(Point labeling dataset excerpts)
^^^^^^^^

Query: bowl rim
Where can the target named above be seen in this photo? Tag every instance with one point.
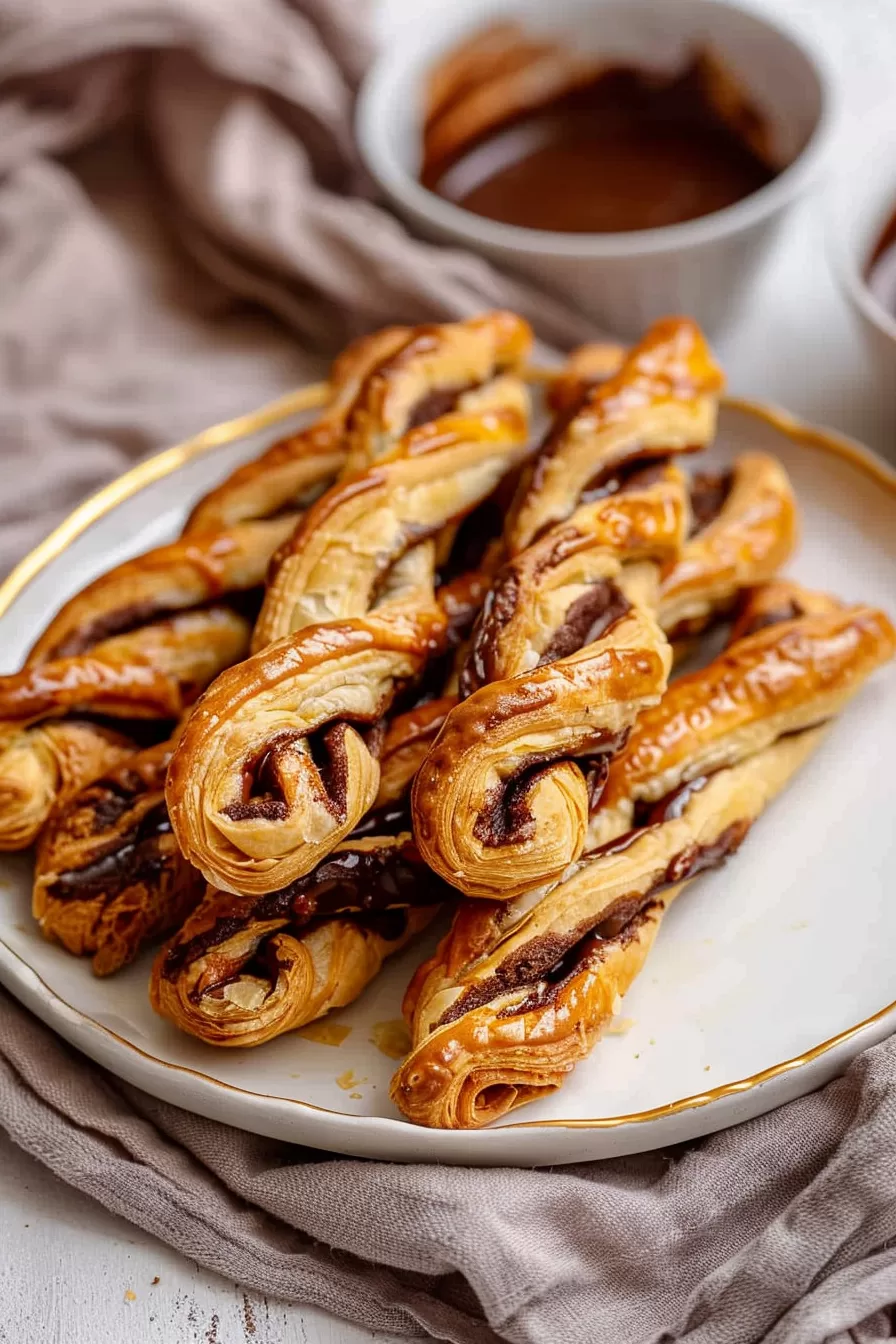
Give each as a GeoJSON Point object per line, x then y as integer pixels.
{"type": "Point", "coordinates": [395, 180]}
{"type": "Point", "coordinates": [848, 258]}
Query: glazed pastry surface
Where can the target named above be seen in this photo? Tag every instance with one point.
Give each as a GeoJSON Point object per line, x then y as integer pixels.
{"type": "Point", "coordinates": [274, 768]}
{"type": "Point", "coordinates": [519, 991]}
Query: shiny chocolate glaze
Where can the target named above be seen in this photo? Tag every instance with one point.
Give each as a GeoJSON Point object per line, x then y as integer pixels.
{"type": "Point", "coordinates": [262, 793]}
{"type": "Point", "coordinates": [552, 960]}
{"type": "Point", "coordinates": [708, 493]}
{"type": "Point", "coordinates": [351, 882]}
{"type": "Point", "coordinates": [589, 618]}
{"type": "Point", "coordinates": [505, 816]}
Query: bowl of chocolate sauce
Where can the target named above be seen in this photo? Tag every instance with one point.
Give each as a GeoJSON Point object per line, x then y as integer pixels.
{"type": "Point", "coordinates": [633, 156]}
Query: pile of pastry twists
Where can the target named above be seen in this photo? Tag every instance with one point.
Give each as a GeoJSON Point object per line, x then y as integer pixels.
{"type": "Point", "coordinates": [411, 659]}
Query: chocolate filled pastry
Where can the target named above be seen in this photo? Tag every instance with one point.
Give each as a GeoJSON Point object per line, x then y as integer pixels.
{"type": "Point", "coordinates": [273, 769]}
{"type": "Point", "coordinates": [517, 992]}
{"type": "Point", "coordinates": [100, 652]}
{"type": "Point", "coordinates": [744, 526]}
{"type": "Point", "coordinates": [246, 969]}
{"type": "Point", "coordinates": [152, 672]}
{"type": "Point", "coordinates": [46, 765]}
{"type": "Point", "coordinates": [109, 875]}
{"type": "Point", "coordinates": [294, 471]}
{"type": "Point", "coordinates": [567, 651]}
{"type": "Point", "coordinates": [465, 366]}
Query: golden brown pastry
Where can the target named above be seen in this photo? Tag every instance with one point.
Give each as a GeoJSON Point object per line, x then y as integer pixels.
{"type": "Point", "coordinates": [293, 472]}
{"type": "Point", "coordinates": [567, 651]}
{"type": "Point", "coordinates": [186, 574]}
{"type": "Point", "coordinates": [744, 526]}
{"type": "Point", "coordinates": [519, 991]}
{"type": "Point", "coordinates": [341, 553]}
{"type": "Point", "coordinates": [516, 996]}
{"type": "Point", "coordinates": [109, 875]}
{"type": "Point", "coordinates": [454, 367]}
{"type": "Point", "coordinates": [246, 969]}
{"type": "Point", "coordinates": [662, 399]}
{"type": "Point", "coordinates": [152, 672]}
{"type": "Point", "coordinates": [85, 649]}
{"type": "Point", "coordinates": [273, 770]}
{"type": "Point", "coordinates": [49, 764]}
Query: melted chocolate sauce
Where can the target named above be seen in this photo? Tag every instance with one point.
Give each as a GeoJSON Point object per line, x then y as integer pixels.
{"type": "Point", "coordinates": [359, 883]}
{"type": "Point", "coordinates": [129, 859]}
{"type": "Point", "coordinates": [708, 495]}
{"type": "Point", "coordinates": [622, 152]}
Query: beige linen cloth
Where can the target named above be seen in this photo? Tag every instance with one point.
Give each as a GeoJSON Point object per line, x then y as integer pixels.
{"type": "Point", "coordinates": [182, 222]}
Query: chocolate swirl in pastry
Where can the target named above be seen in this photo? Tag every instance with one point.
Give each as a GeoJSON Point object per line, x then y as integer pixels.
{"type": "Point", "coordinates": [435, 370]}
{"type": "Point", "coordinates": [341, 553]}
{"type": "Point", "coordinates": [519, 992]}
{"type": "Point", "coordinates": [83, 651]}
{"type": "Point", "coordinates": [744, 526]}
{"type": "Point", "coordinates": [109, 875]}
{"type": "Point", "coordinates": [794, 659]}
{"type": "Point", "coordinates": [246, 969]}
{"type": "Point", "coordinates": [151, 672]}
{"type": "Point", "coordinates": [662, 399]}
{"type": "Point", "coordinates": [515, 997]}
{"type": "Point", "coordinates": [272, 770]}
{"type": "Point", "coordinates": [567, 651]}
{"type": "Point", "coordinates": [293, 472]}
{"type": "Point", "coordinates": [46, 765]}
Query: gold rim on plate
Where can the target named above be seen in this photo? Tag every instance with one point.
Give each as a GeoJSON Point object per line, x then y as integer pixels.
{"type": "Point", "coordinates": [309, 398]}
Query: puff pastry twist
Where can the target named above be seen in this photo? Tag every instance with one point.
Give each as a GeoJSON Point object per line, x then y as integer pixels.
{"type": "Point", "coordinates": [568, 651]}
{"type": "Point", "coordinates": [246, 969]}
{"type": "Point", "coordinates": [109, 875]}
{"type": "Point", "coordinates": [226, 549]}
{"type": "Point", "coordinates": [273, 770]}
{"type": "Point", "coordinates": [519, 992]}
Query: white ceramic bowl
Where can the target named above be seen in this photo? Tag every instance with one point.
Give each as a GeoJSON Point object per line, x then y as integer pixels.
{"type": "Point", "coordinates": [621, 280]}
{"type": "Point", "coordinates": [859, 211]}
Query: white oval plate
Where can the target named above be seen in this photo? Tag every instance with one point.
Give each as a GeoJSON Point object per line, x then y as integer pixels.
{"type": "Point", "coordinates": [766, 979]}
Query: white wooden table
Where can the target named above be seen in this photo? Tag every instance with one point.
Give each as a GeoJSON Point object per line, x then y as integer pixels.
{"type": "Point", "coordinates": [70, 1273]}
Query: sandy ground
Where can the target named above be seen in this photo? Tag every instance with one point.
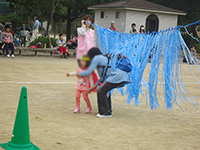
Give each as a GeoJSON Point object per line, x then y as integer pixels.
{"type": "Point", "coordinates": [54, 126]}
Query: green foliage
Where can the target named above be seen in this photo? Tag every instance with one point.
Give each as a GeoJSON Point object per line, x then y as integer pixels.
{"type": "Point", "coordinates": [191, 42]}
{"type": "Point", "coordinates": [43, 40]}
{"type": "Point", "coordinates": [15, 19]}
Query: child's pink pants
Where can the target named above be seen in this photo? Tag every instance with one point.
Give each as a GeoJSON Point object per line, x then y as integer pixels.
{"type": "Point", "coordinates": [85, 97]}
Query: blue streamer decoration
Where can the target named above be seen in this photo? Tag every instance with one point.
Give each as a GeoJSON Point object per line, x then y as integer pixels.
{"type": "Point", "coordinates": [167, 72]}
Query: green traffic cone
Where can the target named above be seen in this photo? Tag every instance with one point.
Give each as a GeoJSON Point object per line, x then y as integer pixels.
{"type": "Point", "coordinates": [20, 139]}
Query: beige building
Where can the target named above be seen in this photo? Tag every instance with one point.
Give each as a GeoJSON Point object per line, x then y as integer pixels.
{"type": "Point", "coordinates": [125, 12]}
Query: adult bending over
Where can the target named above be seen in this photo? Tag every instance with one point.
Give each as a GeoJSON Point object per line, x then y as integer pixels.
{"type": "Point", "coordinates": [110, 79]}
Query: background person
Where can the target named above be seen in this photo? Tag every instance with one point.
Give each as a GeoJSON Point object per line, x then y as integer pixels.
{"type": "Point", "coordinates": [142, 30]}
{"type": "Point", "coordinates": [193, 54]}
{"type": "Point", "coordinates": [86, 37]}
{"type": "Point", "coordinates": [113, 26]}
{"type": "Point", "coordinates": [8, 45]}
{"type": "Point", "coordinates": [133, 28]}
{"type": "Point", "coordinates": [61, 45]}
{"type": "Point", "coordinates": [35, 29]}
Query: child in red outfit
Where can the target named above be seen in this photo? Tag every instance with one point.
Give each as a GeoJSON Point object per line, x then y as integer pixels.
{"type": "Point", "coordinates": [83, 84]}
{"type": "Point", "coordinates": [61, 45]}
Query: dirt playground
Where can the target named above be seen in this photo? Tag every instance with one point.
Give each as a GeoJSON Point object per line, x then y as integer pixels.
{"type": "Point", "coordinates": [54, 126]}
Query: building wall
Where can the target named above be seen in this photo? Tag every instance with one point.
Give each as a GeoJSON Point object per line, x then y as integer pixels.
{"type": "Point", "coordinates": [139, 17]}
{"type": "Point", "coordinates": [109, 15]}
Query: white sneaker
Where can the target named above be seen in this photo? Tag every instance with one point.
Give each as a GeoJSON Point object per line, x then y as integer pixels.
{"type": "Point", "coordinates": [103, 116]}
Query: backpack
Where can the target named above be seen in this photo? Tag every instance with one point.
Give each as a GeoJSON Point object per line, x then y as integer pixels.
{"type": "Point", "coordinates": [124, 64]}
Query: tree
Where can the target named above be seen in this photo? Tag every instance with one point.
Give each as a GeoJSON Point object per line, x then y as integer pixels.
{"type": "Point", "coordinates": [72, 9]}
{"type": "Point", "coordinates": [191, 7]}
{"type": "Point", "coordinates": [53, 6]}
{"type": "Point", "coordinates": [38, 8]}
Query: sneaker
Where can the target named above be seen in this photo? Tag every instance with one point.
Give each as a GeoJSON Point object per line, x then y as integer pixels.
{"type": "Point", "coordinates": [77, 110]}
{"type": "Point", "coordinates": [88, 110]}
{"type": "Point", "coordinates": [105, 115]}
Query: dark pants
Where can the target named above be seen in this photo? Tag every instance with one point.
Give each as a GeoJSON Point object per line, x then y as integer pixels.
{"type": "Point", "coordinates": [7, 46]}
{"type": "Point", "coordinates": [104, 96]}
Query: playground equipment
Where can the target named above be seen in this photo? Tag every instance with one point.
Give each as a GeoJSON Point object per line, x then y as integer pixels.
{"type": "Point", "coordinates": [20, 139]}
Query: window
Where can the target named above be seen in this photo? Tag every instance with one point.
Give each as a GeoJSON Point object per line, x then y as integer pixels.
{"type": "Point", "coordinates": [117, 15]}
{"type": "Point", "coordinates": [102, 14]}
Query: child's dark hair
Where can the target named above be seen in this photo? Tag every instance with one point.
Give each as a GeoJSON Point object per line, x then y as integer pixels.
{"type": "Point", "coordinates": [60, 34]}
{"type": "Point", "coordinates": [133, 24]}
{"type": "Point", "coordinates": [7, 27]}
{"type": "Point", "coordinates": [87, 17]}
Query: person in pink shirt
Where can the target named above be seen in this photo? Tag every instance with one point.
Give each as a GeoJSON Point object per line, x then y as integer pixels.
{"type": "Point", "coordinates": [83, 84]}
{"type": "Point", "coordinates": [86, 37]}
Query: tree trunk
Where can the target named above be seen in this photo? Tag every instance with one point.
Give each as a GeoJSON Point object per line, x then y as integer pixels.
{"type": "Point", "coordinates": [48, 36]}
{"type": "Point", "coordinates": [50, 20]}
{"type": "Point", "coordinates": [69, 21]}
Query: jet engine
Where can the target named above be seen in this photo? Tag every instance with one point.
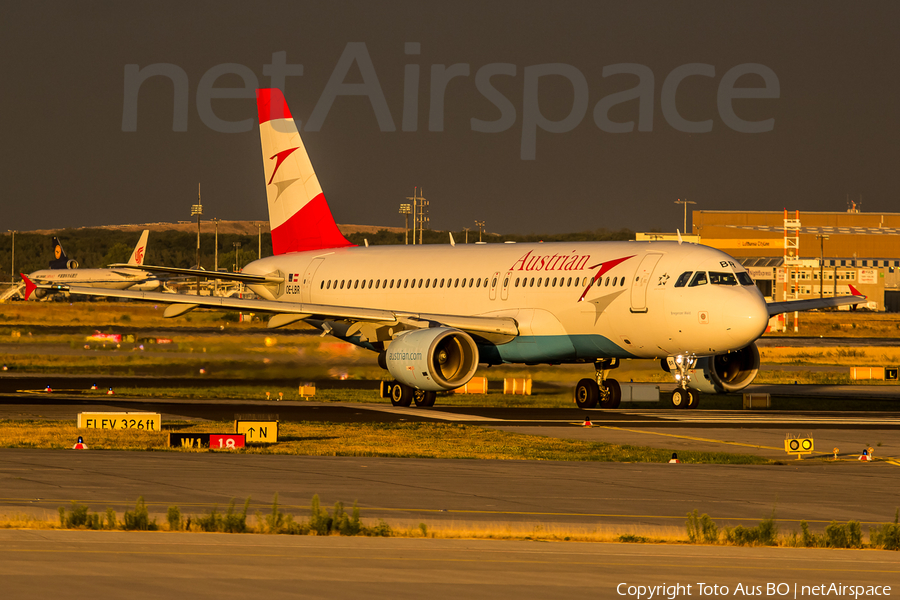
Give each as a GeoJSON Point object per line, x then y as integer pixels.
{"type": "Point", "coordinates": [729, 372]}
{"type": "Point", "coordinates": [436, 359]}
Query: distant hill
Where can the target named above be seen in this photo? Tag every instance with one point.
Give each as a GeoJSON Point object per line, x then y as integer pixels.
{"type": "Point", "coordinates": [235, 227]}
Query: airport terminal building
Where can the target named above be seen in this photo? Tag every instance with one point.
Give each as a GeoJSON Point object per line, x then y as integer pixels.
{"type": "Point", "coordinates": [793, 254]}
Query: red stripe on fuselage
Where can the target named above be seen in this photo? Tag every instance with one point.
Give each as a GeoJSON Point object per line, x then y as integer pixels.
{"type": "Point", "coordinates": [270, 104]}
{"type": "Point", "coordinates": [310, 228]}
{"type": "Point", "coordinates": [604, 268]}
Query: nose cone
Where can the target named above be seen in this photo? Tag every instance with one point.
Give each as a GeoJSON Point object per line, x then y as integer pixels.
{"type": "Point", "coordinates": [749, 317]}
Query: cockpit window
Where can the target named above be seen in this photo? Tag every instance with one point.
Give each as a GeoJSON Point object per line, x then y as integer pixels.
{"type": "Point", "coordinates": [717, 278]}
{"type": "Point", "coordinates": [683, 279]}
{"type": "Point", "coordinates": [699, 279]}
{"type": "Point", "coordinates": [745, 278]}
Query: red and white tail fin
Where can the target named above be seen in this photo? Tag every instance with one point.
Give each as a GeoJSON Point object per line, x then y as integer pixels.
{"type": "Point", "coordinates": [137, 256]}
{"type": "Point", "coordinates": [298, 213]}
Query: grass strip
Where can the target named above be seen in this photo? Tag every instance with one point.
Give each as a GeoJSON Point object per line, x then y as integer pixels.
{"type": "Point", "coordinates": [396, 440]}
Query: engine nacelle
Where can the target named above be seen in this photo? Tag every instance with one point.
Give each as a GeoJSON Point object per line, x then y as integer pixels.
{"type": "Point", "coordinates": [722, 373]}
{"type": "Point", "coordinates": [433, 360]}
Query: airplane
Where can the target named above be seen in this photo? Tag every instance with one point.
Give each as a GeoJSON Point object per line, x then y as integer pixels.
{"type": "Point", "coordinates": [64, 271]}
{"type": "Point", "coordinates": [435, 313]}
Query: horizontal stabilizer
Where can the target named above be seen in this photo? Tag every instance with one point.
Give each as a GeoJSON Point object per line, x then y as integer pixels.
{"type": "Point", "coordinates": [776, 308]}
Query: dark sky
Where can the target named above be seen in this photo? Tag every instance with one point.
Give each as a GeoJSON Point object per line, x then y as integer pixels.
{"type": "Point", "coordinates": [66, 161]}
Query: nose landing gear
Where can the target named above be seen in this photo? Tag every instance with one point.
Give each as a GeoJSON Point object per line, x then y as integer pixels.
{"type": "Point", "coordinates": [683, 396]}
{"type": "Point", "coordinates": [605, 392]}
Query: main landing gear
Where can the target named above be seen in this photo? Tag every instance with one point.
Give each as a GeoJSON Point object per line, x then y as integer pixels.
{"type": "Point", "coordinates": [682, 396]}
{"type": "Point", "coordinates": [404, 395]}
{"type": "Point", "coordinates": [605, 392]}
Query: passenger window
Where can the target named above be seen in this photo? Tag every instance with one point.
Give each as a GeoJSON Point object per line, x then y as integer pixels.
{"type": "Point", "coordinates": [717, 278]}
{"type": "Point", "coordinates": [683, 279]}
{"type": "Point", "coordinates": [699, 279]}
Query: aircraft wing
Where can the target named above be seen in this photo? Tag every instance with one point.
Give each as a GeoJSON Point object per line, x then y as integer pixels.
{"type": "Point", "coordinates": [776, 308]}
{"type": "Point", "coordinates": [242, 277]}
{"type": "Point", "coordinates": [286, 313]}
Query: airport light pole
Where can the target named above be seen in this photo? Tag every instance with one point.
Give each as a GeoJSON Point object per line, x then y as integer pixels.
{"type": "Point", "coordinates": [822, 237]}
{"type": "Point", "coordinates": [12, 268]}
{"type": "Point", "coordinates": [685, 202]}
{"type": "Point", "coordinates": [237, 256]}
{"type": "Point", "coordinates": [216, 259]}
{"type": "Point", "coordinates": [197, 209]}
{"type": "Point", "coordinates": [259, 235]}
{"type": "Point", "coordinates": [405, 210]}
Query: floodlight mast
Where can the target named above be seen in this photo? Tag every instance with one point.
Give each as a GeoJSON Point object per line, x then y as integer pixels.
{"type": "Point", "coordinates": [197, 209]}
{"type": "Point", "coordinates": [685, 202]}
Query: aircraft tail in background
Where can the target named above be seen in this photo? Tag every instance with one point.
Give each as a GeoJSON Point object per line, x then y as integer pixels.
{"type": "Point", "coordinates": [60, 260]}
{"type": "Point", "coordinates": [299, 216]}
{"type": "Point", "coordinates": [140, 251]}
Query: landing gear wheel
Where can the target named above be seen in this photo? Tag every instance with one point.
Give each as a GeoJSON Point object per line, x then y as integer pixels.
{"type": "Point", "coordinates": [681, 398]}
{"type": "Point", "coordinates": [401, 395]}
{"type": "Point", "coordinates": [424, 399]}
{"type": "Point", "coordinates": [613, 396]}
{"type": "Point", "coordinates": [587, 393]}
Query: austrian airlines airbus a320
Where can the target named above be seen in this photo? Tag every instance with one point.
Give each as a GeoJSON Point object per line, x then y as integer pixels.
{"type": "Point", "coordinates": [434, 313]}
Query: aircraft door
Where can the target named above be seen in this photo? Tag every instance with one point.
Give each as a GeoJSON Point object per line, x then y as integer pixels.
{"type": "Point", "coordinates": [641, 282]}
{"type": "Point", "coordinates": [504, 291]}
{"type": "Point", "coordinates": [495, 281]}
{"type": "Point", "coordinates": [306, 284]}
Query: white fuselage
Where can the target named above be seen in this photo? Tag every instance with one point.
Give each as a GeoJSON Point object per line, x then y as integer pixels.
{"type": "Point", "coordinates": [114, 279]}
{"type": "Point", "coordinates": [632, 310]}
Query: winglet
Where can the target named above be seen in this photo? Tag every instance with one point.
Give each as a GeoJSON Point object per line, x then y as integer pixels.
{"type": "Point", "coordinates": [30, 286]}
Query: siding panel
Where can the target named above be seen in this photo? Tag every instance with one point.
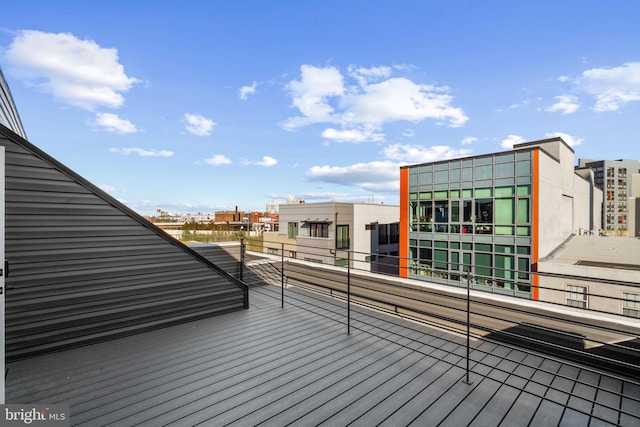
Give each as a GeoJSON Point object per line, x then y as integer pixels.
{"type": "Point", "coordinates": [85, 268]}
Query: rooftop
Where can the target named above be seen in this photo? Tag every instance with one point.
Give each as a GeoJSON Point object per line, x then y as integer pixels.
{"type": "Point", "coordinates": [297, 365]}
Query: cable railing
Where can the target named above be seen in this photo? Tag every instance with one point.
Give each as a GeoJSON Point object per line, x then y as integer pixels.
{"type": "Point", "coordinates": [595, 337]}
{"type": "Point", "coordinates": [478, 357]}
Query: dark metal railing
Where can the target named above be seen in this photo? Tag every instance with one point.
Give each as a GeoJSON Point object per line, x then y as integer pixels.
{"type": "Point", "coordinates": [600, 339]}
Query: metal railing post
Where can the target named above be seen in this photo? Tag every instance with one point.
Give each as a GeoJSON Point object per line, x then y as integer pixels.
{"type": "Point", "coordinates": [348, 292]}
{"type": "Point", "coordinates": [242, 249]}
{"type": "Point", "coordinates": [467, 381]}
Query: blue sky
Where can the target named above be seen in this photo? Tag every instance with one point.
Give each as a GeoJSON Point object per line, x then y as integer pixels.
{"type": "Point", "coordinates": [199, 106]}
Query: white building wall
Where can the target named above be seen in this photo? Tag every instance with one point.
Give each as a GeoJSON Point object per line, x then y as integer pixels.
{"type": "Point", "coordinates": [355, 215]}
{"type": "Point", "coordinates": [364, 214]}
{"type": "Point", "coordinates": [564, 198]}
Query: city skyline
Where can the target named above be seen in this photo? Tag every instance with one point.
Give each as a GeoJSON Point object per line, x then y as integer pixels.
{"type": "Point", "coordinates": [210, 106]}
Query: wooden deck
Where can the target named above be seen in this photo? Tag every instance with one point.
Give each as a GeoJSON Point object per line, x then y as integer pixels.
{"type": "Point", "coordinates": [297, 365]}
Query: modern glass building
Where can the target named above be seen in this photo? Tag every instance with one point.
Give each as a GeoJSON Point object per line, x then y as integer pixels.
{"type": "Point", "coordinates": [491, 217]}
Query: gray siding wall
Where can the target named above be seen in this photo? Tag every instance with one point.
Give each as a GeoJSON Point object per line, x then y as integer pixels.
{"type": "Point", "coordinates": [84, 268]}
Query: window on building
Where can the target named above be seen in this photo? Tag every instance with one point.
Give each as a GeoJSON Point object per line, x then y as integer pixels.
{"type": "Point", "coordinates": [319, 229]}
{"type": "Point", "coordinates": [576, 296]}
{"type": "Point", "coordinates": [292, 230]}
{"type": "Point", "coordinates": [484, 210]}
{"type": "Point", "coordinates": [631, 304]}
{"type": "Point", "coordinates": [394, 233]}
{"type": "Point", "coordinates": [342, 236]}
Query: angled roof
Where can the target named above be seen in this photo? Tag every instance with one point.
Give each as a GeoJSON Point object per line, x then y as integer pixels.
{"type": "Point", "coordinates": [83, 267]}
{"type": "Point", "coordinates": [8, 112]}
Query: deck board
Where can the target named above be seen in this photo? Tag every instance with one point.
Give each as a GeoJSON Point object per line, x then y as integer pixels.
{"type": "Point", "coordinates": [297, 365]}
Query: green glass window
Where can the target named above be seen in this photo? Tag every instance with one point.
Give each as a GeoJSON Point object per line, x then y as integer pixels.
{"type": "Point", "coordinates": [503, 170]}
{"type": "Point", "coordinates": [441, 177]}
{"type": "Point", "coordinates": [484, 172]}
{"type": "Point", "coordinates": [483, 247]}
{"type": "Point", "coordinates": [484, 210]}
{"type": "Point", "coordinates": [523, 268]}
{"type": "Point", "coordinates": [483, 192]}
{"type": "Point", "coordinates": [441, 259]}
{"type": "Point", "coordinates": [467, 211]}
{"type": "Point", "coordinates": [455, 259]}
{"type": "Point", "coordinates": [504, 249]}
{"type": "Point", "coordinates": [442, 211]}
{"type": "Point", "coordinates": [504, 211]}
{"type": "Point", "coordinates": [466, 259]}
{"type": "Point", "coordinates": [503, 230]}
{"type": "Point", "coordinates": [292, 230]}
{"type": "Point", "coordinates": [483, 264]}
{"type": "Point", "coordinates": [467, 174]}
{"type": "Point", "coordinates": [425, 178]}
{"type": "Point", "coordinates": [484, 161]}
{"type": "Point", "coordinates": [455, 211]}
{"type": "Point", "coordinates": [505, 191]}
{"type": "Point", "coordinates": [439, 195]}
{"type": "Point", "coordinates": [523, 211]}
{"type": "Point", "coordinates": [504, 266]}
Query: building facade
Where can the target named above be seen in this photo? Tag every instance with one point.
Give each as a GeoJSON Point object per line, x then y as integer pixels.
{"type": "Point", "coordinates": [594, 273]}
{"type": "Point", "coordinates": [331, 232]}
{"type": "Point", "coordinates": [489, 218]}
{"type": "Point", "coordinates": [614, 178]}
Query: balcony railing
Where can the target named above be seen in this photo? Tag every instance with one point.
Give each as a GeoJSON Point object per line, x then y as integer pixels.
{"type": "Point", "coordinates": [483, 306]}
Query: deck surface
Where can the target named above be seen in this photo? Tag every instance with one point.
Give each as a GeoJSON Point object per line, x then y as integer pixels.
{"type": "Point", "coordinates": [298, 366]}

^^^^^^^^

(DIRECTIONS FOR THIS TASK) Repeat exactly, and only, the lines of the records above, starting with the line that contains "Query: balcony railing" and ending with the final line, both included.

(IN RESPONSE)
Query: balcony railing
Where can the target named above be seen in this photo? Tag every instance with one point.
Give each as a GeoJSON Point object per line, x then y as integer pixels.
{"type": "Point", "coordinates": [483, 306]}
Query: deck surface
Where can the target named above be seen in this photo? Tag every instance with one point.
Give each as a GeoJSON Point object per line, x then y as integer pixels.
{"type": "Point", "coordinates": [298, 366]}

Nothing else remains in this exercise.